• Selected extract:
<<<<
Business

Banks get relief from moratorium

By Madhusha Thavapalakumar

After several weeks of discussions, the Central Bank of Sri Lanka (CBSL) last week granted a request by the banking sector to allow them to charge interest from lenders who are under the Covid-19 moratorium, The Sunday Morning Business learns.

The moratorium that was announced in March after the local spread of the coronavirus pandemic, had waived off interest rate payments, depriving interest income earned by banks, thereby leading to cash flow issues.

A senior banker confirmed to The Sunday Morning Business that banks are now permitted to charge interest up to 7% per annum, which has to be paid in Equal Monthly Instalments (EMI).

“During the moratorium period, banks can apply a 7% interest rate per annum. This applies to any moratorium,” the banker added.

Even though it is less than what banks actually requested and would not cover the full exposure of the moratorium, it is learnt that banks have agreed to this compromise. Nevertheless, according to the banker, banks will still endure the financial impact of this moratorium, but have agreed to support their customers.

The industry made a request from the CBSL a couple of weeks ago to be allowed to charge at least a component of the interest on loans that was completely waived off under the moratorium.

This request was made to ensure banks have sufficient cash flow to pay interest income to their depositors, as the moratorium as it stands deprives banks of interest income for half a year, creating severe cash flow issues.

Following the local spread of Covid-19, the CBSL announced financial relief in late March for selected industries due to the financial struggles endured as a result of the islandwide curfew.

Issuing a circular on 24 March, a few days after the imposition of the islandwide curfew, the CBSL announced a six-month debt moratorium for affected industries comprising that of small and medium enterprises (SME), tourism, apparel, plantation, IT, and related logistics service providers.

In the same circular, the CBSL instructed financial institutions to provide working capital requirements at an interest rate of 4% and waive off interest payments for at least six months for the aforementioned sectors.

According to JB Securities estimates, around 30% of loans to the private sector from the banking sector will be under moratorium. Based on the current weighted average lending rate of 13%, the day one loss on the carrying value of these loans, assuming an average moratorium period of 4.5 months, will be Rs. 94 billion. This goes up to Rs. 125 billion if the average period increases to six months.

They have also estimated that Rs. 50 billion of this loss can be offset from the reduction in the tax burden from 52% to 40%, due to the recent tax cuts computed on last year’s post-tax profits; the balance will have to be borne by a combination of labour cost savings (cuts to bonuses), other cost savings, higher margins, and lower profits.

A week after the announcement of the moratorium, the CBSL announced a Rs. 50 billion refinancing facility to financial institutions, to implement the debt moratorium on capital and interest, and a working capital loan for Covid-19-hit businesses and individuals. However, last week, the Cabinet has expanded this refinancing facility to Rs. 150 billion.

Licensed commercial banks (LCBs), licensed specialised banks (LSBs), licensed finance companies (LFCs), and specialised leasing companies were made eligible to participate in this refinancing facility which commenced in late March.

In addition to this moratorium, banks are instructed to provide two other debt moratoriums under the circular issued in March, along with a number of relief measures for sectors affected by Covid-19, all of which involve assistance from financial institutions.

Financial institutions were instructed to implement a debt moratorium on capital and interest, which includes a six-month moratorium on leasing rentals of all three-wheelers, school vans, lorries, small good transport vehicles, and buses operated by the self-employed, and a moratorium until 30 May on personal loans and lease rentals valued at less than Rs. 1 million.

Around 3% of private sector credit was outstanding to the tourism sector as at the end of 2019, totalling Rs. 240 billion. Of this amount, Rs. 100 billion is under a one-year moratorium.
>>>>
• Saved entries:
<<<<
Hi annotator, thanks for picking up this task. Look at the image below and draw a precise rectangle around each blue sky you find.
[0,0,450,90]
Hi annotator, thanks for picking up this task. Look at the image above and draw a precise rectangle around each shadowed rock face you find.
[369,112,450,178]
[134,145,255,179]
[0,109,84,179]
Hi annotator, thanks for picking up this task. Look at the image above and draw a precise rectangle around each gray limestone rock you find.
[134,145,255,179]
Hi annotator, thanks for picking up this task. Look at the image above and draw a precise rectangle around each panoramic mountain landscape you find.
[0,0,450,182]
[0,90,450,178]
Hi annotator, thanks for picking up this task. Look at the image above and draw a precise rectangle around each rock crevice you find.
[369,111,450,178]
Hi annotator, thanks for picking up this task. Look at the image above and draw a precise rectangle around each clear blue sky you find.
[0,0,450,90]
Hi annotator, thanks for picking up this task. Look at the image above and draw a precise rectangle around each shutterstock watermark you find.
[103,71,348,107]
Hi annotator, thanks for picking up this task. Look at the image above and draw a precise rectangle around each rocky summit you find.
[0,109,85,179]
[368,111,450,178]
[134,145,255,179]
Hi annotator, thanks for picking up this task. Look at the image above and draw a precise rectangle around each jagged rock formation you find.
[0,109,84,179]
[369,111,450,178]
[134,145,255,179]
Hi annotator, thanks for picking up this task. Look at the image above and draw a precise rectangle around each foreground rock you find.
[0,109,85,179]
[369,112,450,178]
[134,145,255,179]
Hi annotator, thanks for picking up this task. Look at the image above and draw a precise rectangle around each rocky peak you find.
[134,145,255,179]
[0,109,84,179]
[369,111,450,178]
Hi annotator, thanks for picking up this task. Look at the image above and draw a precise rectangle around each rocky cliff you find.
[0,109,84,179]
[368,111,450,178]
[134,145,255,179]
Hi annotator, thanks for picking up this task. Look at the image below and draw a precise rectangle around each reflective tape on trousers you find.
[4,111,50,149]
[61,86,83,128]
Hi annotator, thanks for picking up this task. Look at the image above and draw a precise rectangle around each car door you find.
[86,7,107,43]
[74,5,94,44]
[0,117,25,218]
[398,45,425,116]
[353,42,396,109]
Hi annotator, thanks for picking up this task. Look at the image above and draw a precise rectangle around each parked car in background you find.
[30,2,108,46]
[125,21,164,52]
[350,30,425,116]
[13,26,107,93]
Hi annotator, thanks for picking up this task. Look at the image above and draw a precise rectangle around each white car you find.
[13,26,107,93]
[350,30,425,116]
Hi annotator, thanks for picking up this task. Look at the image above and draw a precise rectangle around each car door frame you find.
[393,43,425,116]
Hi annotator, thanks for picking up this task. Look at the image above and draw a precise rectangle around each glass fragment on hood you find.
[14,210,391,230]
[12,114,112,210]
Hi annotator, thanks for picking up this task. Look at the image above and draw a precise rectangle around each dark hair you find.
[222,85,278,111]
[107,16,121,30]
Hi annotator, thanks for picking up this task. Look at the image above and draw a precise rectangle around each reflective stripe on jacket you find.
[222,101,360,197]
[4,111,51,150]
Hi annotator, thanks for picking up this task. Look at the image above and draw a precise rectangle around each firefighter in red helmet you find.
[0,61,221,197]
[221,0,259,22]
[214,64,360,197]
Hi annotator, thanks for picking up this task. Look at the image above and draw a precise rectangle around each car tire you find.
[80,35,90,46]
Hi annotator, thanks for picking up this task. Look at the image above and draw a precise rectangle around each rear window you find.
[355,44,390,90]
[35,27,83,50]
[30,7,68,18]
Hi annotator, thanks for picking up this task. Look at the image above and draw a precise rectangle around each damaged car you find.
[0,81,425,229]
>>>>
• Exercise: From the article on the bank moratorium, set down word for word everything from "By Madhusha Thavapalakumar" down to "the banker added.". The rows were drawn from a separate source and are not related to the article on the bank moratorium.

• Task result:
By Madhusha Thavapalakumar

After several weeks of discussions, the Central Bank of Sri Lanka (CBSL) last week granted a request by the banking sector to allow them to charge interest from lenders who are under the Covid-19 moratorium, The Sunday Morning Business learns.

The moratorium that was announced in March after the local spread of the coronavirus pandemic, had waived off interest rate payments, depriving interest income earned by banks, thereby leading to cash flow issues.

A senior banker confirmed to The Sunday Morning Business that banks are now permitted to charge interest up to 7% per annum, which has to be paid in Equal Monthly Instalments (EMI).

“During the moratorium period, banks can apply a 7% interest rate per annum. This applies to any moratorium,” the banker added.